Raw data:

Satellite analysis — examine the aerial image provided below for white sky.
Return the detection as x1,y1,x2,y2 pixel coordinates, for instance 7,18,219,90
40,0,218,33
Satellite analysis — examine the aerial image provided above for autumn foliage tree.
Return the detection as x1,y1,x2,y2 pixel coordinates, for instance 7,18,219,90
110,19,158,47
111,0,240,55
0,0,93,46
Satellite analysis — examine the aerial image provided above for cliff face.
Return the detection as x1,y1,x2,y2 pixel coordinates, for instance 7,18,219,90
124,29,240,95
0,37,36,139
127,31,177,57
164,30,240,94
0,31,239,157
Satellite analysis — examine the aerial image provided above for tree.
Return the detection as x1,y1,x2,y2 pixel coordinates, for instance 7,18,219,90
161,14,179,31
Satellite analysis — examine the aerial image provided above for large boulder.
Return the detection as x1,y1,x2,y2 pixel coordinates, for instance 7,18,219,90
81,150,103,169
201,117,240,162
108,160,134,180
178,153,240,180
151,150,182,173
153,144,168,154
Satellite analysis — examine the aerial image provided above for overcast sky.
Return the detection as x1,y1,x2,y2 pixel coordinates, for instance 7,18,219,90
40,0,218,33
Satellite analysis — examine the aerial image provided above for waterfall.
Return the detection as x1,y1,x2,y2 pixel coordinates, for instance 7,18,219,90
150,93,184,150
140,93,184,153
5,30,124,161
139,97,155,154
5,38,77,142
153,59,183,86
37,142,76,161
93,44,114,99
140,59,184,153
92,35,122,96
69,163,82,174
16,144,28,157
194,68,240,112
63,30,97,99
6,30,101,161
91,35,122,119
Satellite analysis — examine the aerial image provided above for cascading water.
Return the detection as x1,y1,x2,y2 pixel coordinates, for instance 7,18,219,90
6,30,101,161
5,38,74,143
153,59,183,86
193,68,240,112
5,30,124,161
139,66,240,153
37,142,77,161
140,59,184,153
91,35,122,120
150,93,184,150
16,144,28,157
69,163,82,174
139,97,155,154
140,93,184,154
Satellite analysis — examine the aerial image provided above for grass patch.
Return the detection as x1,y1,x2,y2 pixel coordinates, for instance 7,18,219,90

What you should do: Once more, set down the full listing, verbatim.

Answer section:
Satellite analysis — examine the aerial image provided below for white sky.
Return the detection as x1,y1,x2,y2 pixel coordinates, for instance 7,18,219,90
40,0,218,33
Satellite analysis — examine the aerial image provided above for autumn foliage tree.
Return the detection as x1,y1,x2,y2 pixel coordinates, for instance 7,18,219,90
110,19,158,47
111,0,240,55
0,0,93,46
Satellite analysis — examine the aerial image provided above for cliff face.
Return the detection as x1,y1,x2,y2 pixel coordinates, for instance 7,18,219,90
124,29,240,95
0,37,36,139
127,31,177,57
164,30,240,94
0,31,239,157
Satellite analysis — examine the aerial image provided above for tree.
Return the detection as x1,y1,x2,y2 pixel coordinates, for instance 7,18,219,90
161,14,179,31
Satellite analysis — examine the aerial image provided above for large boulder.
Return the detection as x1,y1,x2,y2 pixel coordinates, for instance 7,18,219,90
81,150,103,169
201,117,240,162
108,160,134,180
178,153,240,180
151,150,182,173
153,144,168,154
Satellite analysis — examine the aerial image provided above for overcast sky.
Return the detection as x1,y1,x2,y2 pixel coordinates, for instance 7,18,219,90
40,0,218,33
Satellite analysis — examine the aerial image provided above for waterfall.
Return the detection as x1,y1,x2,y2 pixel coordinates, for instance 7,18,219,90
150,93,184,150
140,93,184,153
5,30,124,161
139,97,155,154
5,38,77,142
153,59,183,86
37,142,76,161
93,44,114,99
140,59,184,153
92,35,122,96
69,163,82,174
16,144,28,157
194,68,240,112
63,30,97,99
6,30,101,161
91,35,122,119
Satellite analysis — examine the aerial image provided above for cascading water.
Return the detection as x1,y1,x2,y2 pixel coordinates, for instance 7,18,219,90
6,30,101,161
5,38,74,143
153,59,183,86
193,68,240,112
5,30,124,161
139,66,240,153
37,142,77,161
140,59,184,153
91,35,122,120
150,93,184,150
16,144,28,157
69,163,82,174
139,97,155,154
140,93,184,154
Satellite analysis — examine the aerial image provided above for grass patch.
Return the detection as x1,y1,x2,y2 pixel coordinates, for instance 7,18,219,90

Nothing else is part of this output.